* PROBLEM TO SOLVE
Format every item below as a two-column CSV with the header row item_text,item_answer and one row per item. Put each item's text and its answer in a single double-quoted field, replacing line breaks with spaces.

□ □ □ □ □ □ □

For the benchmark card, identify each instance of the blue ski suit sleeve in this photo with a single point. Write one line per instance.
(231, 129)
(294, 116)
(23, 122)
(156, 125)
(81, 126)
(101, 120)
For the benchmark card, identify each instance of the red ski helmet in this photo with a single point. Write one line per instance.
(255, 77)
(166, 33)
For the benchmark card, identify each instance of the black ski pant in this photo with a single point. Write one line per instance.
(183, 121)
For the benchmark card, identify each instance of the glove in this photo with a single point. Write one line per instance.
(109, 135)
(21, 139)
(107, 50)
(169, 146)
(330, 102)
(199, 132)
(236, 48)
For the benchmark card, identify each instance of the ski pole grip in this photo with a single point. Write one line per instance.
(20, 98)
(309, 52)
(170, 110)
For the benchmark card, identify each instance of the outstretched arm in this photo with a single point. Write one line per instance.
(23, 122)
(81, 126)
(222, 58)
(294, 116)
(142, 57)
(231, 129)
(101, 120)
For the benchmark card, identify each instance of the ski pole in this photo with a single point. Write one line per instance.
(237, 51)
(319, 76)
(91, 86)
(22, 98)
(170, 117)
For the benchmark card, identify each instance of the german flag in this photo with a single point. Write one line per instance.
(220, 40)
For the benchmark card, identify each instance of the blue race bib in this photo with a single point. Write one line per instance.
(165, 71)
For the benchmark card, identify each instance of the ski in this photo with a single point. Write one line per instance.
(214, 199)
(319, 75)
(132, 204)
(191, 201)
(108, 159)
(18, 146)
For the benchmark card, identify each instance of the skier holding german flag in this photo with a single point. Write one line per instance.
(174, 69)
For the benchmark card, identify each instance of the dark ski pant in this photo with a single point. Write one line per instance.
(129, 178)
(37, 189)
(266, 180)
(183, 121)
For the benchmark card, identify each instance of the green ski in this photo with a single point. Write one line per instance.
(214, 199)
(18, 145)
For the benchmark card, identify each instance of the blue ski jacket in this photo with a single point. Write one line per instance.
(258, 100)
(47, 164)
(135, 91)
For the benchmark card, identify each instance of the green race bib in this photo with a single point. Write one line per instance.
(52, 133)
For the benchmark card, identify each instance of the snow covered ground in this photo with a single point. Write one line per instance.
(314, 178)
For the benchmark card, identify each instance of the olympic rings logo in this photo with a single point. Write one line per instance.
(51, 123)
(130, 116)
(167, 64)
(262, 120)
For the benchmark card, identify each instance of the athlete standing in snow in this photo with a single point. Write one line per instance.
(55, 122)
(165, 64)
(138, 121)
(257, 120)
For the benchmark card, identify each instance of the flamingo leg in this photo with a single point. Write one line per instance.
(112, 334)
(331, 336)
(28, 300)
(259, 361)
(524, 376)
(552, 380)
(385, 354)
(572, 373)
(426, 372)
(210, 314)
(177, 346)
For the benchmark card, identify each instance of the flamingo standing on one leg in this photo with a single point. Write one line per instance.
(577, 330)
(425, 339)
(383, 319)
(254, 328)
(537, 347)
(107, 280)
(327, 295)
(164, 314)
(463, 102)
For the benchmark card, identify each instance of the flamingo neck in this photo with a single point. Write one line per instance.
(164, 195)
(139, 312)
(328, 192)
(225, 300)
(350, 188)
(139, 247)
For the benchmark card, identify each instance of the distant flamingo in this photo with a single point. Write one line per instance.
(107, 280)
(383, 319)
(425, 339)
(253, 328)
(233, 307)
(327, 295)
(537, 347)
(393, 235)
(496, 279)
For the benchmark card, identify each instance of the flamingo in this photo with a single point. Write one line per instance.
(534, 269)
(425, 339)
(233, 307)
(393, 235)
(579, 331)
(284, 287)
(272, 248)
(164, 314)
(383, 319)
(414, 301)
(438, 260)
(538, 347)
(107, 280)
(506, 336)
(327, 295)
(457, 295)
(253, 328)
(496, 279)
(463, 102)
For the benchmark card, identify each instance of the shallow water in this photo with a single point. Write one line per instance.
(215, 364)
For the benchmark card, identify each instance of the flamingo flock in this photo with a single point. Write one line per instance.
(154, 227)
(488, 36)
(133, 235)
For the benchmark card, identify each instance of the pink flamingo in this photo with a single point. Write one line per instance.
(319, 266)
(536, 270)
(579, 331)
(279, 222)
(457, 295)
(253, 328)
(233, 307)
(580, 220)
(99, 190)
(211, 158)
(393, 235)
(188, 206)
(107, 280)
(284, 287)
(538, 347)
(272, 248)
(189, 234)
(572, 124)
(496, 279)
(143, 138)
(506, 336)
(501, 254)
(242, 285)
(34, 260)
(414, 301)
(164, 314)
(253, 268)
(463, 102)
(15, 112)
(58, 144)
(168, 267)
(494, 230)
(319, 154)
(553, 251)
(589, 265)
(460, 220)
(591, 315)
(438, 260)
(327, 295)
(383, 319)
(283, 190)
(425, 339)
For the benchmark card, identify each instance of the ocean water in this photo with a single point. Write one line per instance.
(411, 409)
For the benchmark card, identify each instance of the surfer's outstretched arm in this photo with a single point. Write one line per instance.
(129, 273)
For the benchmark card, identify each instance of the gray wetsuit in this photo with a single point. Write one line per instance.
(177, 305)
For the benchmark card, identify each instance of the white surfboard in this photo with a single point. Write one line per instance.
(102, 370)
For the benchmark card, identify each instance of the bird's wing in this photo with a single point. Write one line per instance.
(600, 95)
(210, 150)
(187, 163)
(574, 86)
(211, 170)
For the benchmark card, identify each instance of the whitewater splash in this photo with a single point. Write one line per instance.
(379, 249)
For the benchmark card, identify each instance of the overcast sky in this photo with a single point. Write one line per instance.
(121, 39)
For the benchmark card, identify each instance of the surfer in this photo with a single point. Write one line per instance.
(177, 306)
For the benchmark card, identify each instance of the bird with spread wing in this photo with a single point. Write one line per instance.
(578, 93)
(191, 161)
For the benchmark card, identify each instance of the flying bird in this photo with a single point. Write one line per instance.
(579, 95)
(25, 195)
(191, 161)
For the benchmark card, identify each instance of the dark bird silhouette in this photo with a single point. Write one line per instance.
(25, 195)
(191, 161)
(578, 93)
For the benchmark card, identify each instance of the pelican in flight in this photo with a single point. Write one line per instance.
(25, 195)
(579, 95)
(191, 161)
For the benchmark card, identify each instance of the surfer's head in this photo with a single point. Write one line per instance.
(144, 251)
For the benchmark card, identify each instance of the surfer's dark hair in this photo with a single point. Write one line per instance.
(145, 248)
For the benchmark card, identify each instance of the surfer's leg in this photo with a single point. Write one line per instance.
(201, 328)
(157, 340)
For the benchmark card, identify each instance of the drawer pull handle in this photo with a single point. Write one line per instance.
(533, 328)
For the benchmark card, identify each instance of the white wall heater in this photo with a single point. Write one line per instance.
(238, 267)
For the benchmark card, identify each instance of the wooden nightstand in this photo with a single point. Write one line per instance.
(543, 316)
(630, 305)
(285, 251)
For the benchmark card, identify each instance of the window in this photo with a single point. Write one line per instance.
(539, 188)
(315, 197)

□ □ □ □ □ □ □

* ANSWER FOR THIS EXERCISE
item_text,item_answer
"For the benchmark card, identify each instance of the blue ski suit sleeve in this photo with a single point. Write one line per instance.","(231, 129) (294, 116) (23, 122) (156, 125) (81, 126) (101, 120)"
"For the benchmark card, identify each instance of the red ski helmet in this photo with a single point. Write one line per instance.","(255, 77) (166, 33)"
"For the benchmark card, identify each instance of the black ski pant in this photo with a single point. Write one line per instance.","(183, 121)"
"For the benchmark card, identify each instance of the glove in this photo with a single point. Write one line per instance.","(109, 135) (21, 139) (107, 50) (169, 146) (330, 102) (199, 132) (236, 48)"
"For the benchmark card, identify each instance of the ski pole grip in this photo with a single point. Write one line per instance.","(20, 98) (309, 52) (170, 110)"
"For the benchmark card, identify each instance of the outstretched arm in this photo with a single point. Write one line per instance.","(23, 122) (81, 126) (222, 58) (294, 116) (142, 57) (231, 129) (101, 120)"
"For the benchmark card, identify each instance of the ski pole in this photo with a single point. Write one line per instance.","(237, 51) (319, 76) (91, 86) (22, 98) (170, 117)"
"For the benchmark card, identify each instance of the german flag in this photo with a single point. Write one line per instance.","(220, 40)"
"For the benchmark card, identify each instance of the blue race bib in this photo with a single point. Write one line per instance.","(165, 71)"
"For the benchmark card, identify each instance of the ski in this photo with a single point. Write one line per instance.","(214, 199) (319, 75) (132, 204) (191, 201) (108, 159) (18, 146)"
"For the benchmark card, identify each instance of the skier holding german flag in this photo with a single point. Write one line per instance.","(174, 69)"
"For the benchmark card, identify each instance of the dark ski pant in this photo with a single point. Write one line per instance.","(129, 178) (37, 189) (266, 180) (183, 121)"
"For the benchmark card, identify each instance of the green ski in this photo with a single point. Write one line per instance.","(214, 199) (18, 145)"
"For the benchmark card, identify each instance of the blue ski jacket in this photo with a single point. Write one line per instance.","(258, 100) (47, 164) (135, 91)"
"For the benchmark card, identify each instance of the green race bib in this photo with a single point. Write one line per instance.","(52, 133)"
"For the benchmark card, identify each instance of the snow covered ground in this photo with a single point. Write one line per instance.","(314, 178)"
"For the benchmark card, identify each instance of the olympic rings logo in this photo with a single point. Write one line per instance.","(51, 123) (130, 116) (167, 64) (262, 120)"
"For the benchmark card, identify each instance of the athlete standing in snow in this photo with a single point. Write one line per instance.","(55, 122) (165, 64) (138, 121) (257, 120)"
"For the benchmark card, identify each instance of the flamingo leg in this photo with a single point. Write one line per instance.","(112, 334) (331, 336) (28, 300) (259, 361) (524, 376) (552, 380) (385, 354) (572, 373) (426, 372) (210, 314) (177, 346)"
"For the benchmark card, identify each instance of the flamingo standing on one leg in this photo with a single point. Write one line per instance.","(577, 330) (425, 339) (383, 319) (254, 328) (537, 347) (107, 280) (327, 295) (164, 314) (463, 102)"
"For the benchmark card, identify each instance of the flamingo neck in this photo with a single point. Write one line per instance.","(164, 195) (139, 312) (328, 192) (225, 300) (350, 188) (139, 247)"
"For the benchmark card, identify each instance of the distant flamingo in this photo with a single point. Write one line per instance.","(107, 280) (383, 319) (425, 339) (253, 328) (233, 307) (327, 295) (537, 347) (393, 235) (496, 279)"
"For the benchmark card, identify each instance of the flamingo in this photo with a single point. Write one line per instance.","(534, 269) (425, 339) (233, 307) (393, 235) (579, 331) (284, 287) (272, 248) (164, 314) (383, 319) (414, 301) (438, 260) (538, 347) (107, 280) (506, 336) (327, 295) (457, 295) (253, 328) (496, 279) (463, 102)"
"For the benchmark card, identify each instance of the shallow water in this photo with a single point. Write one line per instance.","(215, 364)"
"For the benchmark card, identify each instance of the flamingo flock in this photo with a single point. Write one line per instance.","(154, 227) (488, 36) (133, 235)"
"For the benchmark card, identify each instance of the pink flamingo in this photo with a single point. Write one line per instance.","(319, 266) (536, 270) (579, 331) (279, 222) (457, 295) (253, 328) (233, 307) (580, 220) (99, 190) (211, 158) (393, 235) (188, 206) (107, 280) (284, 287) (538, 347) (272, 248) (189, 234) (572, 124) (496, 279) (143, 138) (506, 336) (501, 254) (242, 285) (34, 260) (414, 301) (164, 314) (253, 268) (463, 102) (15, 112) (58, 144) (168, 267) (494, 230) (319, 154) (553, 251) (589, 265) (460, 220) (591, 315) (438, 260) (327, 295) (383, 319) (283, 190) (425, 339)"
"For the benchmark card, identify each instance of the ocean water in this photo with a single point. Write one line per instance.","(411, 409)"
"For the benchmark card, identify each instance of the surfer's outstretched arm in this photo with a single point. Write one line per instance.","(129, 273)"
"For the benchmark card, identify each instance of the gray wetsuit in this photo with a single point. Write one line per instance.","(177, 305)"
"For the benchmark card, identify each instance of the white surfboard in this photo with a single point. Write one line per instance.","(102, 370)"
"For the benchmark card, identify each instance of the bird's wing in this photo with a single point. Write one line per instance.","(600, 95) (210, 150) (187, 163) (574, 86) (211, 170)"
"For the benchmark card, identify each instance of the whitewater splash in this photo with a single point. Write one line per instance.","(379, 249)"
"For the benchmark card, identify each instance of the overcast sky in this photo with a single point. Write one line per instance.","(121, 39)"
"For the benchmark card, identify each instance of the surfer in this photo with a single point. Write one line per instance.","(177, 306)"
"For the benchmark card, identify each instance of the bird with spread wing in this photo with a single point. Write one line per instance.","(578, 93) (191, 161)"
"For the benchmark card, identify each instance of the flying bird in this photo with a single point. Write one line per instance.","(579, 95) (25, 195) (191, 161)"
"For the benchmark card, identify each instance of the dark bird silhouette in this photo with a single point. Write one line per instance.","(25, 195) (191, 161) (578, 93)"
"For the benchmark card, identify each instance of the pelican in flight in this photo with a single point. Write one line per instance.","(25, 195) (579, 95) (191, 161)"
"For the benchmark card, identify each instance of the surfer's head in this photo with a single point. Write one line per instance.","(144, 251)"
"For the benchmark card, identify each instance of the surfer's dark hair in this photo with a single point. Write one line per instance.","(145, 248)"
"For the benchmark card, identify each instance of the surfer's leg in this photo with a single point. Write one line per instance.","(201, 328) (157, 340)"
"For the benchmark card, identify each instance of the drawer pull handle in this photo with a single point. Write one line per instance.","(533, 328)"
"For the benchmark card, identify each instance of the white wall heater in this photo with a single point. Write one line per instance.","(238, 267)"
"For the benchmark card, identify each instance of the wooden nightstand in this photo with a single point. Write one line per instance.","(543, 316) (630, 305) (285, 251)"
"For the benchmark card, identify each instance of the window in this photo with a single point. Write one line per instance.","(539, 188) (315, 197)"